Extract provided ::
* * *
Pfizer and BioNTech will seek regulatory clearance of their coronavirus vaccine

Only after the agency has given the green light will a first, limited group of high-risk people be able to access the shots. Government officials anticipate having enough vaccine to inoculate about 20 million people with the two-dose regimen in the U.S. in December, between Pfizer’s vaccine and a second shot likely to be considered for emergency authorization soon, from biotechnology company Moderna. The United States will receive about half of the 50 million doses Pfizer is aiming to produce by the end of the year.

There will probably be enough vaccine for 25 million to 30 million people a month in early 2021, according to Moncef Slaoui, chief scientific adviser of Operation Warp Speed, the federal government initiative to speed up vaccine development. He did not specify how many doses each company would contribute.
* * *
(Referring expression grounding data)

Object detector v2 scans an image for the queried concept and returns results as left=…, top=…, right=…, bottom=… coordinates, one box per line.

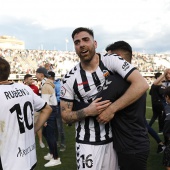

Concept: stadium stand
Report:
left=0, top=48, right=170, bottom=85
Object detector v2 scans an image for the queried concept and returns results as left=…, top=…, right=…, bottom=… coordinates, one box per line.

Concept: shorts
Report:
left=163, top=141, right=170, bottom=167
left=34, top=112, right=40, bottom=123
left=76, top=142, right=119, bottom=170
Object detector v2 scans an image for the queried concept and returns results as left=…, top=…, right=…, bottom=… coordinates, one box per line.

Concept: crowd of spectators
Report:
left=0, top=49, right=170, bottom=84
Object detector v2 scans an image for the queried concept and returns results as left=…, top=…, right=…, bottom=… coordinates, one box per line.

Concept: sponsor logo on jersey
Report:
left=60, top=86, right=66, bottom=97
left=122, top=61, right=130, bottom=71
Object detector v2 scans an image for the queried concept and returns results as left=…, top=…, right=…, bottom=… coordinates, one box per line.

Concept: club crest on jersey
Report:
left=60, top=86, right=66, bottom=97
left=103, top=70, right=110, bottom=77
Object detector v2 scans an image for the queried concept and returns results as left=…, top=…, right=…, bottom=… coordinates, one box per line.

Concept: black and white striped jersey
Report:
left=60, top=55, right=135, bottom=145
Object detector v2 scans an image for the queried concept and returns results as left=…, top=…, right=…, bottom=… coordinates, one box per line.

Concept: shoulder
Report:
left=62, top=64, right=80, bottom=84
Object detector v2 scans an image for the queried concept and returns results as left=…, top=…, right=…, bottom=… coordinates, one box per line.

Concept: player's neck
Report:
left=81, top=54, right=99, bottom=73
left=0, top=80, right=11, bottom=85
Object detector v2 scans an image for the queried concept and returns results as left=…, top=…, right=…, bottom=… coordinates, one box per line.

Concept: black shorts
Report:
left=163, top=141, right=170, bottom=167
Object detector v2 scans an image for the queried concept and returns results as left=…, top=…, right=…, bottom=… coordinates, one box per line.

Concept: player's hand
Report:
left=96, top=107, right=115, bottom=124
left=86, top=97, right=111, bottom=116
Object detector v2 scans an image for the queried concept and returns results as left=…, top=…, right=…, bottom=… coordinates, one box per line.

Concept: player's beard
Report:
left=77, top=46, right=96, bottom=63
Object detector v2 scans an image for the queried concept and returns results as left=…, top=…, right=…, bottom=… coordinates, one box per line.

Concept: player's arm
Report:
left=98, top=70, right=149, bottom=123
left=60, top=98, right=111, bottom=124
left=34, top=104, right=52, bottom=132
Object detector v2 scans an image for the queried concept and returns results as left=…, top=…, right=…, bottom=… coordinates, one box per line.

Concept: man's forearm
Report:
left=109, top=80, right=148, bottom=113
left=34, top=105, right=52, bottom=132
left=61, top=107, right=86, bottom=124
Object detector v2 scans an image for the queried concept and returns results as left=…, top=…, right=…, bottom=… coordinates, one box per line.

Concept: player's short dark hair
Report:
left=0, top=57, right=10, bottom=81
left=155, top=72, right=162, bottom=79
left=105, top=41, right=132, bottom=54
left=164, top=86, right=170, bottom=98
left=72, top=27, right=94, bottom=39
left=24, top=74, right=32, bottom=80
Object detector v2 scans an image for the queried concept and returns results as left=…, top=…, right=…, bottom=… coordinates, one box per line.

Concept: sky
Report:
left=0, top=0, right=170, bottom=54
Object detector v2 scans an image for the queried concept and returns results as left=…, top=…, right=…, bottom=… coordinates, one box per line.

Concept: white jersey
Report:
left=0, top=83, right=46, bottom=170
left=60, top=55, right=135, bottom=145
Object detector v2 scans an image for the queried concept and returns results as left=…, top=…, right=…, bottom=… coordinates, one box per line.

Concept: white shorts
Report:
left=76, top=142, right=119, bottom=170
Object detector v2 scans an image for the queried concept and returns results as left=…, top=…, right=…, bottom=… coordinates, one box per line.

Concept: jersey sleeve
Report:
left=60, top=75, right=74, bottom=101
left=102, top=54, right=136, bottom=79
left=33, top=93, right=47, bottom=111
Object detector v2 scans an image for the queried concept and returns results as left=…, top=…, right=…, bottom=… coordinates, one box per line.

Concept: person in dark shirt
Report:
left=106, top=41, right=149, bottom=170
left=163, top=87, right=170, bottom=170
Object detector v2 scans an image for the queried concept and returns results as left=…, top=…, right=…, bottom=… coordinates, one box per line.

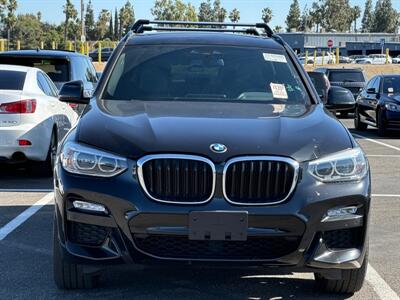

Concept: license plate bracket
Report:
left=189, top=211, right=248, bottom=241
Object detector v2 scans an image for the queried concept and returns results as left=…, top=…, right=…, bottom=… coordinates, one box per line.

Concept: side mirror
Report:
left=58, top=80, right=90, bottom=104
left=325, top=86, right=356, bottom=111
left=367, top=88, right=376, bottom=94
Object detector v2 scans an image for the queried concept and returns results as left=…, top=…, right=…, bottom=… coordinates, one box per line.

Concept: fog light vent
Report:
left=322, top=206, right=363, bottom=222
left=72, top=200, right=107, bottom=213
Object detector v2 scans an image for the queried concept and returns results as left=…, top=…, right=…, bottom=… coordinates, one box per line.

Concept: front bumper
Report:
left=55, top=161, right=370, bottom=271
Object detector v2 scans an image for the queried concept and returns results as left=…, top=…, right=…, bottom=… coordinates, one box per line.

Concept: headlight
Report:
left=308, top=148, right=368, bottom=182
left=61, top=142, right=128, bottom=177
left=385, top=103, right=400, bottom=112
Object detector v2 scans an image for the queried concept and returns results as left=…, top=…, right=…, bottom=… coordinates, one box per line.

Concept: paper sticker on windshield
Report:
left=263, top=53, right=287, bottom=63
left=270, top=82, right=288, bottom=99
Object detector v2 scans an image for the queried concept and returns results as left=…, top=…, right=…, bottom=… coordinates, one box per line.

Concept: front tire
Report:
left=314, top=249, right=368, bottom=294
left=53, top=218, right=97, bottom=290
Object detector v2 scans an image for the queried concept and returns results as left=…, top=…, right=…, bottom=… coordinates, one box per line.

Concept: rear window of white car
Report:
left=0, top=70, right=26, bottom=91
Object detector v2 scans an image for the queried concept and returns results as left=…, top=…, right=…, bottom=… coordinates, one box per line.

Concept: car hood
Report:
left=384, top=93, right=400, bottom=104
left=77, top=100, right=352, bottom=162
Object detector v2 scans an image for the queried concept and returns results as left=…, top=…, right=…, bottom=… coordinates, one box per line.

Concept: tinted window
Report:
left=0, top=56, right=70, bottom=82
left=383, top=76, right=400, bottom=94
left=0, top=70, right=26, bottom=91
left=37, top=73, right=53, bottom=96
left=372, top=77, right=381, bottom=93
left=329, top=71, right=365, bottom=82
left=103, top=45, right=310, bottom=104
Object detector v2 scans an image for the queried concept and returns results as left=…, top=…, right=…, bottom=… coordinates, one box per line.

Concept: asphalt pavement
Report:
left=0, top=119, right=400, bottom=300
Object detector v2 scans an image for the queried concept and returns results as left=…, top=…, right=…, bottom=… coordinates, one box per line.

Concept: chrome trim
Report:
left=137, top=154, right=217, bottom=205
left=222, top=156, right=300, bottom=206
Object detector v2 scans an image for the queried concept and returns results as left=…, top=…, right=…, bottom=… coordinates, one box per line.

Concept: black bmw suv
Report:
left=54, top=20, right=371, bottom=293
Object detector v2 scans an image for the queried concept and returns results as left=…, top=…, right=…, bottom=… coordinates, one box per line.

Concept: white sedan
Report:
left=0, top=65, right=78, bottom=174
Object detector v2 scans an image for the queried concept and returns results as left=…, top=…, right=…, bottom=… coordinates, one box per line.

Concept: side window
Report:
left=76, top=57, right=97, bottom=83
left=372, top=77, right=381, bottom=93
left=43, top=74, right=58, bottom=97
left=366, top=77, right=376, bottom=90
left=37, top=73, right=53, bottom=96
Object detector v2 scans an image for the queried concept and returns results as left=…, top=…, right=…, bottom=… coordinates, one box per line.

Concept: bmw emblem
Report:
left=210, top=143, right=228, bottom=153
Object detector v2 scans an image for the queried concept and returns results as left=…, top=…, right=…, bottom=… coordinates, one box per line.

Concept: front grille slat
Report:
left=138, top=156, right=215, bottom=204
left=223, top=157, right=298, bottom=205
left=134, top=235, right=301, bottom=260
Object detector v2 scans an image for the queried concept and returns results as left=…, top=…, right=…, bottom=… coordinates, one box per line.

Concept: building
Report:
left=279, top=32, right=400, bottom=57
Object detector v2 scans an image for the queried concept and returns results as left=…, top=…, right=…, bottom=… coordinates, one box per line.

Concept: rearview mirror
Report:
left=325, top=86, right=356, bottom=111
left=58, top=80, right=90, bottom=104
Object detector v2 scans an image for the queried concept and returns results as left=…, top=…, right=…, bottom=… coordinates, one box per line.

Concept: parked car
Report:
left=0, top=50, right=98, bottom=113
left=349, top=54, right=367, bottom=63
left=0, top=65, right=77, bottom=174
left=392, top=55, right=400, bottom=64
left=355, top=54, right=392, bottom=65
left=354, top=75, right=400, bottom=136
left=339, top=56, right=353, bottom=64
left=53, top=20, right=371, bottom=293
left=314, top=68, right=367, bottom=117
left=89, top=48, right=114, bottom=61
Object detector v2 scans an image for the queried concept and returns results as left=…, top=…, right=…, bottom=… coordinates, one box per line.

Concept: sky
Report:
left=17, top=0, right=400, bottom=27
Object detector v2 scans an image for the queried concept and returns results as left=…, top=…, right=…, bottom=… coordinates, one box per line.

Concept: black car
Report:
left=354, top=75, right=400, bottom=136
left=314, top=68, right=366, bottom=116
left=54, top=20, right=371, bottom=293
left=89, top=48, right=114, bottom=61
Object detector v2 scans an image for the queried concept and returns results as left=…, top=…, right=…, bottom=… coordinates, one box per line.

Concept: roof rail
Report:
left=131, top=19, right=274, bottom=37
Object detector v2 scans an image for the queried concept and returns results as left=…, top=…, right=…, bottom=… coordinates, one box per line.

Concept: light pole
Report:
left=81, top=0, right=86, bottom=43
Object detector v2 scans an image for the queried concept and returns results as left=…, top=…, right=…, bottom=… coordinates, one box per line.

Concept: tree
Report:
left=286, top=0, right=301, bottom=31
left=114, top=9, right=120, bottom=40
left=261, top=7, right=273, bottom=24
left=13, top=14, right=43, bottom=49
left=323, top=0, right=353, bottom=32
left=212, top=0, right=228, bottom=22
left=198, top=0, right=213, bottom=22
left=151, top=0, right=197, bottom=21
left=108, top=13, right=114, bottom=40
left=371, top=0, right=399, bottom=33
left=96, top=9, right=111, bottom=40
left=63, top=0, right=78, bottom=43
left=229, top=8, right=240, bottom=23
left=119, top=0, right=135, bottom=35
left=310, top=0, right=325, bottom=32
left=299, top=4, right=313, bottom=31
left=352, top=5, right=361, bottom=32
left=85, top=0, right=96, bottom=41
left=361, top=0, right=374, bottom=32
left=4, top=0, right=18, bottom=41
* * *
Aim of the exercise ::
Set down the passage of the vaccine text starting with "Only after the" and going on through "of the year.", word for word.

Result of the exercise ::
Only after the agency has given the green light will a first, limited group of high-risk people be able to access the shots. Government officials anticipate having enough vaccine to inoculate about 20 million people with the two-dose regimen in the U.S. in December, between Pfizer’s vaccine and a second shot likely to be considered for emergency authorization soon, from biotechnology company Moderna. The United States will receive about half of the 50 million doses Pfizer is aiming to produce by the end of the year.